Send back the entries exactly as they were given.

━━━━━ Records shown ━━━━━

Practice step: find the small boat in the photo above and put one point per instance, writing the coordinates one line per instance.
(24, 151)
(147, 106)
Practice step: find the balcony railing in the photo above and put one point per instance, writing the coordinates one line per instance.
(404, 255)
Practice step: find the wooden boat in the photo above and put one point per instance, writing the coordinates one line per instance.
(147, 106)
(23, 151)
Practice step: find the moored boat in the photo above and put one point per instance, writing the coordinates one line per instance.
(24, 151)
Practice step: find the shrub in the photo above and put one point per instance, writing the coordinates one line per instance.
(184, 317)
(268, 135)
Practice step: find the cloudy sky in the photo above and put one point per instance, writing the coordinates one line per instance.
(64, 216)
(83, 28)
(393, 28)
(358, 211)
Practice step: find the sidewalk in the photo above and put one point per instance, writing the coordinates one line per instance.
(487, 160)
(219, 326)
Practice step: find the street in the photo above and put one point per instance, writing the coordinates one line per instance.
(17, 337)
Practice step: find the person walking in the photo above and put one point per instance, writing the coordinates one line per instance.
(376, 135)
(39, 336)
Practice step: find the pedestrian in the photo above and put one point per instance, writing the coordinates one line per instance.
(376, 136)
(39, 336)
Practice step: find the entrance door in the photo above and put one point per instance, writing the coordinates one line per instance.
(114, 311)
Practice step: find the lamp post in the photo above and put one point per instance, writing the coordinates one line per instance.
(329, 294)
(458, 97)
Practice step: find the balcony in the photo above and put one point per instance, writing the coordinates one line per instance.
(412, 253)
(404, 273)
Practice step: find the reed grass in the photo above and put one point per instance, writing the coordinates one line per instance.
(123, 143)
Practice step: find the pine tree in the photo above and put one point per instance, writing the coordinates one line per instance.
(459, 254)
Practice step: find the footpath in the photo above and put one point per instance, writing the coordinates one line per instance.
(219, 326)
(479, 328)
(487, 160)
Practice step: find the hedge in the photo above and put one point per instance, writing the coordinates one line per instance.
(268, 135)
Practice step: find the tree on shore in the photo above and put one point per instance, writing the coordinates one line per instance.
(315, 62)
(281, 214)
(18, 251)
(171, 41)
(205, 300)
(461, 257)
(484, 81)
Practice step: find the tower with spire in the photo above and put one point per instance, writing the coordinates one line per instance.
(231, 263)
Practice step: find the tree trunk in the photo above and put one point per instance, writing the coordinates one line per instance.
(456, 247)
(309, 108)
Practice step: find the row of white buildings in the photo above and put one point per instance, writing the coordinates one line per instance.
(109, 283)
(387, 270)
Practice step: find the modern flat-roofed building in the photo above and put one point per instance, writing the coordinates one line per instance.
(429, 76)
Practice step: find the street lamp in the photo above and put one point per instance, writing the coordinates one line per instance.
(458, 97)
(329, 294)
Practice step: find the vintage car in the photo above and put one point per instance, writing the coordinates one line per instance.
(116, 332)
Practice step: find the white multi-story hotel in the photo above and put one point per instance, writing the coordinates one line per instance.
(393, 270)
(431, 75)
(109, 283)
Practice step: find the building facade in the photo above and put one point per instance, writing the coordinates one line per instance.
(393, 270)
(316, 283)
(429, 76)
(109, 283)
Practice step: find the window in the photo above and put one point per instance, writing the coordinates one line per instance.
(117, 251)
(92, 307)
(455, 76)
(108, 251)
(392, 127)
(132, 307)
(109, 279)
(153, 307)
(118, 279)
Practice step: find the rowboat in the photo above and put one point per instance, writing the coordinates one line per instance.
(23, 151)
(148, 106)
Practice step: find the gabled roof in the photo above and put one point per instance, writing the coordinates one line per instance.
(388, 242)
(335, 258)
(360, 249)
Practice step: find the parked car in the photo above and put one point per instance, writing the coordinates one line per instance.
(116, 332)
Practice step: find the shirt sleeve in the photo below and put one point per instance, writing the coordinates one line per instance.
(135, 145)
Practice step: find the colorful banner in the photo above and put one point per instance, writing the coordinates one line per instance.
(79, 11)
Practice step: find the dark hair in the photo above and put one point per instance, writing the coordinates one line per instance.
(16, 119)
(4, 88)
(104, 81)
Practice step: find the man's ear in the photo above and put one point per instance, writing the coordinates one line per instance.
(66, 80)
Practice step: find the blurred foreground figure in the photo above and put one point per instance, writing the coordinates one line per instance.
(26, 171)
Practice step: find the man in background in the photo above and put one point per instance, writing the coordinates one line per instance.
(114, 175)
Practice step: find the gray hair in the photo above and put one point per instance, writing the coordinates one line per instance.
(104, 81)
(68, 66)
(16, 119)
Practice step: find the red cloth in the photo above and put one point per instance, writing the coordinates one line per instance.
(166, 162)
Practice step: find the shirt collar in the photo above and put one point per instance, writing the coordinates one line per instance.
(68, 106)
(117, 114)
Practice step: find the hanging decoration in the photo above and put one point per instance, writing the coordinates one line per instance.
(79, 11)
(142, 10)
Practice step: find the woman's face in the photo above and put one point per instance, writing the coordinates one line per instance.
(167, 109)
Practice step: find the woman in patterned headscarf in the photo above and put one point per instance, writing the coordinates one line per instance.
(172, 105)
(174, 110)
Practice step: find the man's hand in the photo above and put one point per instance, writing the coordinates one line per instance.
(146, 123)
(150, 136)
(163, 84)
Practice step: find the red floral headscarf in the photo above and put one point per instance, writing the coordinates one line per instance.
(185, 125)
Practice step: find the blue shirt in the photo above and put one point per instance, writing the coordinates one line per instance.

━━━━━

▸ Answer box:
Practice step: find the small boat in the photo above and put one point per instance, writing the coordinates one line per instance.
(24, 151)
(147, 106)
Practice step: find the balcony railing in the photo above and put one point per instance, writing the coordinates one line per instance.
(404, 255)
Practice step: find the wooden boat in the photo above and put one point per instance, writing the coordinates one line per instance.
(147, 106)
(23, 151)
Practice step: find the moored boat in the photo above and put one point per instance, writing the coordinates one line per instance.
(24, 151)
Practice step: find the shrub in the photo above and put one point per instance, writing the coordinates one line per instance.
(184, 317)
(268, 135)
Practice step: find the cloudy sky in the photo above and put one point per instance, writing the coordinates one line per instance.
(64, 216)
(83, 28)
(393, 28)
(358, 211)
Practice step: find the sidewalk in the photo above and put one point per instance, writing the coordinates one line per instance.
(487, 160)
(219, 326)
Practice step: find the street in the photo above and put one point per instance, writing the coordinates one line per instance.
(17, 337)
Practice step: find the person walking in the photo above and put one point per instance, writing the coordinates one line per instance.
(376, 135)
(39, 336)
Practice step: find the pedestrian in the photo above and put one point per instance, writing the coordinates one line per instance.
(376, 136)
(39, 336)
Practice step: find the entrance door in the photo above and put one point per instance, writing the coordinates one line per instance.
(114, 311)
Practice step: find the lamp post in the photo above and put one point per instance, writing the coordinates one line per instance.
(329, 294)
(458, 97)
Practice step: find the balcony in the photo above and put one point per instance, writing the coordinates one line per instance.
(412, 253)
(404, 273)
Practice step: find the reed grass in the photo above and put one point per instance, writing the coordinates one line per instance.
(123, 143)
Practice step: find the pine tree in the photo above and put one point per instance, writing the coordinates one line per instance.
(459, 254)
Practice step: find the footpath in the photo above and put one point per instance, writing the coordinates one line per instance.
(219, 326)
(479, 328)
(487, 160)
Practice step: find the hedge in the photo above and put one point per instance, writing the coordinates one line per instance.
(268, 135)
Practice step: find the tree on shore in the photo above and put one point per instance, writing the coordinates one line per instance.
(315, 62)
(281, 214)
(18, 251)
(171, 41)
(205, 300)
(461, 257)
(484, 81)
Practice step: find the tower with spire in the photo above and put one point per instance, writing the coordinates one line per instance.
(231, 263)
Practice step: find the tree trunk in the photo above and put one point per instance, writing the coordinates one line per instance.
(456, 247)
(309, 108)
Practice step: find the row of white buildings in the photo above and put one point per instance, writing the coordinates one line per instance.
(109, 283)
(387, 270)
Practice step: find the modern flat-roofed building in the photo above and put one point per instance, writing the coordinates one line per instance.
(429, 76)
Practice step: find the street lamp in the photo above and put one point per instance, writing the coordinates one line per instance.
(458, 97)
(329, 294)
Practice step: find the vintage car in the photo above and put one point per instance, writing the coordinates one line per instance.
(116, 332)
Practice step: find the white multi-story hotel in the photo above and put one point per instance, writing the coordinates one line per instance.
(393, 270)
(431, 75)
(109, 283)
Practice step: find the building facade in the photo above and put one point per instance, writing the coordinates one line per instance.
(393, 270)
(316, 283)
(429, 76)
(109, 283)
Practice step: find the window in the photo above and put one point per instance, writing the coordinates one line per instance.
(117, 251)
(92, 307)
(455, 76)
(108, 251)
(392, 127)
(132, 307)
(109, 279)
(153, 307)
(118, 279)
Practice step: find the rowboat in the photo above and put one point per instance, writing the coordinates one line per instance.
(23, 151)
(148, 106)
Practice step: find the gabled roof in the photo above and put one point per instance, writing the coordinates one line per instance.
(388, 242)
(335, 258)
(360, 249)
Practice step: find the parked car in the photo above and put one point per instance, writing the coordinates one line per instance.
(116, 332)
Practice step: find the shirt sleeve in the photo below and put one point per instance, writing the coordinates one line per instance.
(135, 145)
Practice step: find the colorful banner in the photo above and put one point per instance, writing the coordinates one line per instance.
(79, 11)
Practice step: find the dark hair in the photo above and put one point per instance, writing the coordinates one line per instance.
(16, 119)
(4, 88)
(104, 81)
Practice step: find the man's ear in the photo above and put one point per instance, writing the coordinates one line per instance.
(66, 80)
Practice step: find the blurred foreground figure in the photo above and put one point per instance, writing the coordinates one line per instance.
(26, 171)
Practice step: find the man in background in the photo above and put one point per instance, writing the coordinates one line per instance.
(114, 175)
Practice step: find the gray hair in the photo above and put one point per instance, writing the coordinates one line per instance.
(104, 81)
(68, 66)
(16, 119)
Practice step: find the red cloth in the photo above and put one point per instance, writing the coordinates one line per instance.
(166, 162)
Practice step: find the shirt collar in the photo above and put one point per instance, writing the coordinates one line per instance.
(68, 106)
(117, 114)
Practice step: find the hanging decoration in the photo above and put one point per instance, writing the coordinates one line per instance.
(79, 11)
(142, 10)
Practice step: find the woman's face in the photo above and put one point per instance, writing the coordinates one line per instance.
(167, 109)
Practice step: find the woman in patterned headscarf in the photo above and put one point per instance, writing the coordinates one line per instance.
(172, 105)
(174, 110)
Practice step: find the man's hand in the photo above and put one point per instance, writing the coordinates one line per instance.
(146, 123)
(150, 136)
(163, 84)
Practice step: find the red floral headscarf in the photo above and put one point per instance, writing the coordinates one line per instance.
(185, 125)
Practice step: find the blue shirt in the photo above and put one point per instance, writing the coordinates one line per instance.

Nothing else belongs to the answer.